(Exercise data begins)

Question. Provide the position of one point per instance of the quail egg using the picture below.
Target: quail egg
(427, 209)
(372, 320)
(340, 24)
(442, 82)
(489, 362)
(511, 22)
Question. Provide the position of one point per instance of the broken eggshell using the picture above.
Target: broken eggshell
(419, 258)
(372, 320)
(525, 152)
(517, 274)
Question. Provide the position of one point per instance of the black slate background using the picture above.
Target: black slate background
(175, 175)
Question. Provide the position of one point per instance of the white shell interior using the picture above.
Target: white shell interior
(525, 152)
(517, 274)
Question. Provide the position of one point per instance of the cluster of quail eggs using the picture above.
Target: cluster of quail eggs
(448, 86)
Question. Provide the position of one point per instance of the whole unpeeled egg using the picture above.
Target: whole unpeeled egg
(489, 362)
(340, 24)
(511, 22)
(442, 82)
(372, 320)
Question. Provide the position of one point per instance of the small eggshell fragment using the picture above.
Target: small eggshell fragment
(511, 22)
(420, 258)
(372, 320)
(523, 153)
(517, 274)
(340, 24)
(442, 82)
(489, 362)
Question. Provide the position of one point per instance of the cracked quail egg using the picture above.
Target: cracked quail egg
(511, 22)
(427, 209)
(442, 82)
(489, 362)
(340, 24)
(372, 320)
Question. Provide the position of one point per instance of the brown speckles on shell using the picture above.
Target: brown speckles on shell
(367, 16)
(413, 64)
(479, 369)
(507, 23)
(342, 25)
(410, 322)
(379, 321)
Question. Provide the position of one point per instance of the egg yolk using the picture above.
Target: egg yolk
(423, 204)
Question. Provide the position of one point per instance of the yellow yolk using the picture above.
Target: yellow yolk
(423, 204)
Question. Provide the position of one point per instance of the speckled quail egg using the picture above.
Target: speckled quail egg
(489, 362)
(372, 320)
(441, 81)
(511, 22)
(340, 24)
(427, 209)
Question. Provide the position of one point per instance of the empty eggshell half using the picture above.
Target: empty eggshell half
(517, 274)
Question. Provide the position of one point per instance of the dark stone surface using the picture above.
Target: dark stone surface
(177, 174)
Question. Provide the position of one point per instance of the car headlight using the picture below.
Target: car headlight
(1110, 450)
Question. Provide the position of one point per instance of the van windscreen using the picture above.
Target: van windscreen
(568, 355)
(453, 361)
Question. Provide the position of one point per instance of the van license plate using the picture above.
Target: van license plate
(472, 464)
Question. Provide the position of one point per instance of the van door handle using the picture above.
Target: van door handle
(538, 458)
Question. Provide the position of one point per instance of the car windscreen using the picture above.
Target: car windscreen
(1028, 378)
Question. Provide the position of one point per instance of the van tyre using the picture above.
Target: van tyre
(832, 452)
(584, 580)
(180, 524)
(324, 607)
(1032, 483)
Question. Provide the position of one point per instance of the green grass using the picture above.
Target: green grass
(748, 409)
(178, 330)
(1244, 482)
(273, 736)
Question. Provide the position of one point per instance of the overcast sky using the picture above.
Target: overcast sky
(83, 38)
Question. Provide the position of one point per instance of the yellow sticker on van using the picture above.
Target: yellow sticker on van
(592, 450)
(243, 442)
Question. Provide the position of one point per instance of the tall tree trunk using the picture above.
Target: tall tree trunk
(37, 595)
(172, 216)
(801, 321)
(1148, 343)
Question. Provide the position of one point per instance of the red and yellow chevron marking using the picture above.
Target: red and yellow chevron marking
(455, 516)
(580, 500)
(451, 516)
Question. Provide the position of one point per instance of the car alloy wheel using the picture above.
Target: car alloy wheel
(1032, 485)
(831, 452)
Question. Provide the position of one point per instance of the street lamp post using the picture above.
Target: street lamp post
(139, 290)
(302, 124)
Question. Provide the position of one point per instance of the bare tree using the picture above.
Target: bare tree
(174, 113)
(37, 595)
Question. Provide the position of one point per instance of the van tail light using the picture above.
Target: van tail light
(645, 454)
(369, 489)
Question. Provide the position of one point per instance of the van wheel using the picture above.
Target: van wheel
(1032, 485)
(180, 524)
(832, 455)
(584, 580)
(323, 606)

(Exercise data ends)

Reproduce, with both ends included, the lines from the one holding "van wheel using the picture above." to the end of the records above.

Question. Provide the position of one point per instance of the van wheel using the picture above.
Target: van wheel
(1032, 485)
(180, 524)
(832, 455)
(584, 580)
(323, 606)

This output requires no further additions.